> [Aim] Reproduce the rows verbatim, starting at the first one and ending with the line holding "<point>650,143</point>", both ends included. Omit the pictures from your copy.

> [Data entries]
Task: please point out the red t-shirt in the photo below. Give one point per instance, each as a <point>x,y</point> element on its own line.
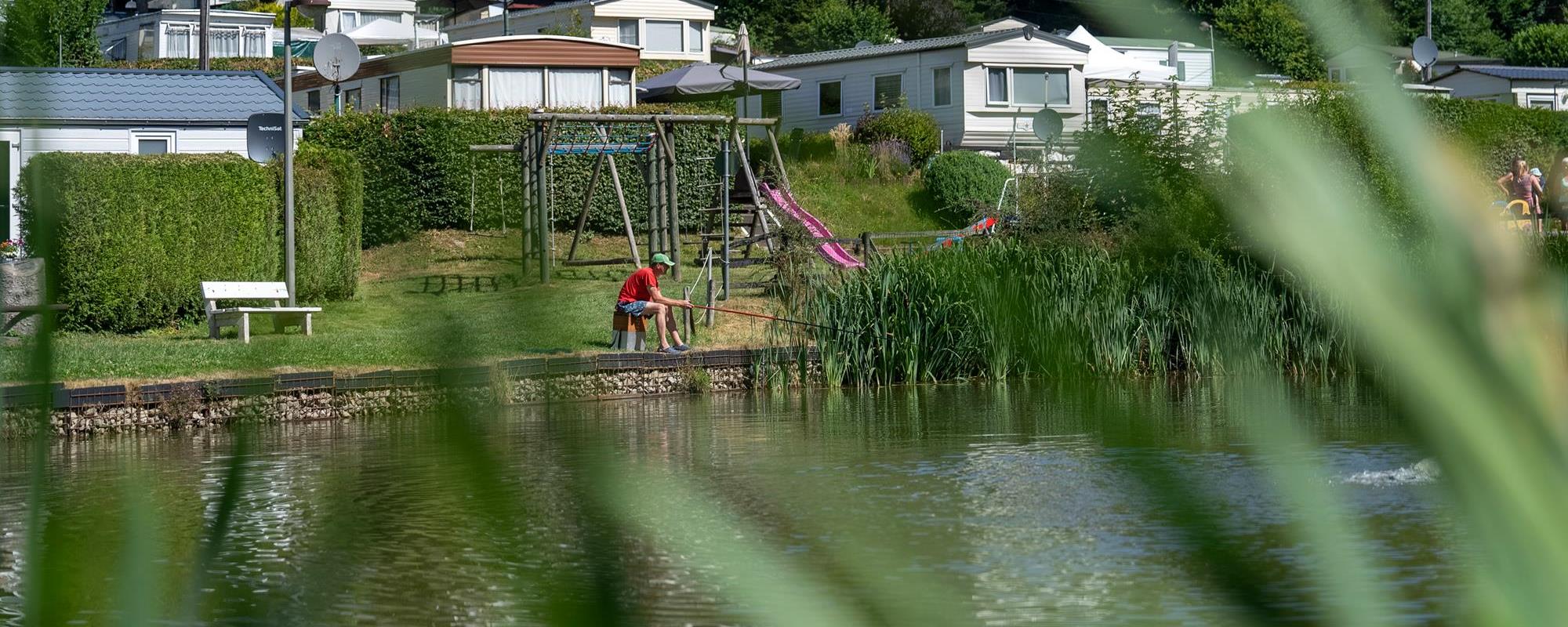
<point>639,286</point>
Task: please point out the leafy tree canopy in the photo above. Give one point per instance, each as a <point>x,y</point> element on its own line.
<point>51,32</point>
<point>1542,46</point>
<point>838,24</point>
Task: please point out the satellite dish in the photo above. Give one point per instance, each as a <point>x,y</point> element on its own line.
<point>336,57</point>
<point>1048,125</point>
<point>1425,51</point>
<point>264,137</point>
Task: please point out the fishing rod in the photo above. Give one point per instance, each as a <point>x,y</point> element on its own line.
<point>783,321</point>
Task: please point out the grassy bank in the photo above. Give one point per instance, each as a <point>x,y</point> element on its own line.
<point>401,319</point>
<point>851,205</point>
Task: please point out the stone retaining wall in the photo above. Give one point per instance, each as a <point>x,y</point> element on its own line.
<point>327,396</point>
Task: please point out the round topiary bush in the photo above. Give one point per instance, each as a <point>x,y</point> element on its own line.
<point>964,183</point>
<point>916,129</point>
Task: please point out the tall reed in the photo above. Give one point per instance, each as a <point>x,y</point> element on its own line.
<point>1009,308</point>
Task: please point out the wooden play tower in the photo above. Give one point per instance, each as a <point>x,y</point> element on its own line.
<point>650,143</point>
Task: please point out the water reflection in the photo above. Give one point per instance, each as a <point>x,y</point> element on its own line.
<point>1017,499</point>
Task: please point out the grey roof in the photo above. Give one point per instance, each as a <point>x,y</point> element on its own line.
<point>131,96</point>
<point>1514,73</point>
<point>1149,43</point>
<point>1403,53</point>
<point>916,46</point>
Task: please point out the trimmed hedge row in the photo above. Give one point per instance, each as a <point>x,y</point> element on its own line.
<point>137,236</point>
<point>330,192</point>
<point>419,173</point>
<point>1494,134</point>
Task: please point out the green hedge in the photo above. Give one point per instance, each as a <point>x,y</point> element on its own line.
<point>1494,134</point>
<point>137,236</point>
<point>915,128</point>
<point>328,214</point>
<point>964,184</point>
<point>419,172</point>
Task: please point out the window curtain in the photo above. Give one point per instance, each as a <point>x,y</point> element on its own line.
<point>1029,87</point>
<point>622,87</point>
<point>1058,92</point>
<point>695,37</point>
<point>256,43</point>
<point>996,85</point>
<point>664,37</point>
<point>466,90</point>
<point>225,43</point>
<point>178,43</point>
<point>518,87</point>
<point>390,93</point>
<point>578,89</point>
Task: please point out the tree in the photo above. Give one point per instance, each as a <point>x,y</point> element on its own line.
<point>1274,35</point>
<point>838,24</point>
<point>1541,46</point>
<point>299,21</point>
<point>920,20</point>
<point>49,32</point>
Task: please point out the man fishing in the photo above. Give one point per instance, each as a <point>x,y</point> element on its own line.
<point>641,297</point>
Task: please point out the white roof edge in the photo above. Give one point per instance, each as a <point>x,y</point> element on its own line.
<point>543,37</point>
<point>192,13</point>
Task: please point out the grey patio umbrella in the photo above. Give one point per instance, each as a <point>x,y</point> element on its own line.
<point>708,81</point>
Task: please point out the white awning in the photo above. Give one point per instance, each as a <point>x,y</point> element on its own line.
<point>1109,63</point>
<point>388,32</point>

> [Result below]
Task: please point out the red t-shirt in the photo below. Give one point per instance, each as a <point>x,y</point> element on its own line.
<point>639,286</point>
Task: please point out the leafy tree canopy in the photo above. Give one point per instance, each as a <point>x,y</point> element on its own line.
<point>51,32</point>
<point>1542,46</point>
<point>838,24</point>
Task: please point out the satellite dish in the photo above. Give one point per instance, each as a <point>x,y</point> element on its own line.
<point>336,57</point>
<point>1048,125</point>
<point>1425,51</point>
<point>264,137</point>
Task: please point out the fishing rod in the photo above. Give one point per instance, each as a <point>x,y</point> element on its own line.
<point>783,321</point>
Task: please point out the grassy bank in the photo above. Give one point per instance, each as a <point>x,y</point> element on its own line.
<point>401,319</point>
<point>851,205</point>
Task: please point out the stone retaining wall in the photo above. Give one point per instance, each as a <point>x,y</point> element on its own line.
<point>327,396</point>
Task: please point out the round topiary bush in the photo above. Give one point per instance, each as a <point>x,y</point> element on its own line.
<point>964,183</point>
<point>916,129</point>
Task: please point out the tall reed in the photo above. Give one point per instance, each as a <point>x,y</point> element on its own line.
<point>1009,308</point>
Task: please point out the wooden play tower in the photo above. Give one point per instance, each as a <point>x,y</point> element on its own line.
<point>650,143</point>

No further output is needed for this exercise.